This test writes a total of 32 GB of data using a 32 MB block size and an I/O depth of 8. The workload performs a random write operation using the io_uring I/O engine with direct I/O enabled, targeting the block device /dev/dgnvmeblk0. The test is executed using the following command:

fio --name=write_test --filename=/dev/dgnvmeblk0 --size=32G --bs=32M --iodepth=8 --rw=randwrite --ioengine=io_uring --direct=1

Figure 7 shows the result of the random write test executed with the fio benchmark. The upper portion of the figure displays the command execution and real-time progress output, while the lower portion presents the final performance summary. In this example, a write bandwidth of 4195 MB/s is achieved.

 

Figure 7 fio Random Write Test (Gen4 Speed)

**DATA ENTRIES**

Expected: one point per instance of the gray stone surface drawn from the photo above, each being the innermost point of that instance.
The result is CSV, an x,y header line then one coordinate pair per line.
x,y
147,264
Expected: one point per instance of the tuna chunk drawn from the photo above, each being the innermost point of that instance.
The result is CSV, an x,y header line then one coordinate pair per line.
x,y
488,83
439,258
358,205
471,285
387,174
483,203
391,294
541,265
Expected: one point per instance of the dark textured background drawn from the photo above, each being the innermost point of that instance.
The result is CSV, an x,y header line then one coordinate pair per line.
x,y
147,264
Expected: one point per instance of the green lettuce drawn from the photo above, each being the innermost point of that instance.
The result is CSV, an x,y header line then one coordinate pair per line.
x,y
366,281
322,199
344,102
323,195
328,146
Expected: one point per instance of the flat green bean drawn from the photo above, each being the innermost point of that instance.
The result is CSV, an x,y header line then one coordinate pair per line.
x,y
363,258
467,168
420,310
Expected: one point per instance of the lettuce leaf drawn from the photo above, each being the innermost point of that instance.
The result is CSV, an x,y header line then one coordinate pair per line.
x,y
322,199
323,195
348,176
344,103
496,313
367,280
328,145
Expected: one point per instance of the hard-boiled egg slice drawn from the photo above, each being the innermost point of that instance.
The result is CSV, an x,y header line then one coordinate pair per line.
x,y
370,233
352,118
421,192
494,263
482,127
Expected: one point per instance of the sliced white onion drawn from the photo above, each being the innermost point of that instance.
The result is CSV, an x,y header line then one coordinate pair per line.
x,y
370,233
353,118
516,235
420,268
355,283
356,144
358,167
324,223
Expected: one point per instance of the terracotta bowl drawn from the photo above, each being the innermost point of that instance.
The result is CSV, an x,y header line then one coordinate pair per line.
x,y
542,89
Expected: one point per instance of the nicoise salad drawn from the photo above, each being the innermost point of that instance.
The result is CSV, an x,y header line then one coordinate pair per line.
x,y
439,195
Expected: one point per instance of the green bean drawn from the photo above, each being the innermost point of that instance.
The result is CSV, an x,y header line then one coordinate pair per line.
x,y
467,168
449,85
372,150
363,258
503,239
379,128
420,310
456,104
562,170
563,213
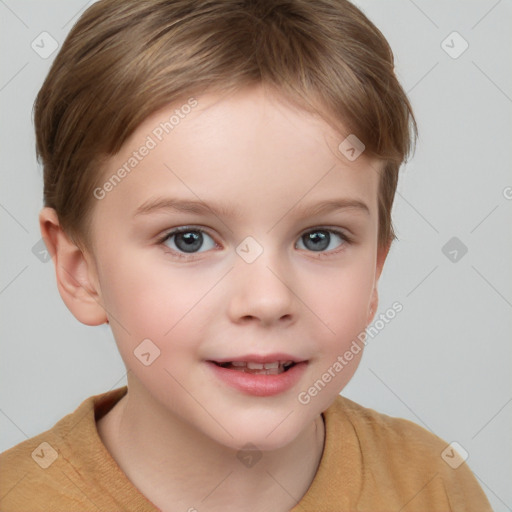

**REQUIREMENTS**
Reproduce the fio write test text from "Figure 7 shows" up to and including "Test (Gen4 Speed)". The items above are separate material, independent of the text.

**RESULT FOR THIS TASK**
Figure 7 shows the result of the random write test executed with the fio benchmark. The upper portion of the figure displays the command execution and real-time progress output, while the lower portion presents the final performance summary. In this example, a write bandwidth of 4195 MB/s is achieved.

 

Figure 7 fio Random Write Test (Gen4 Speed)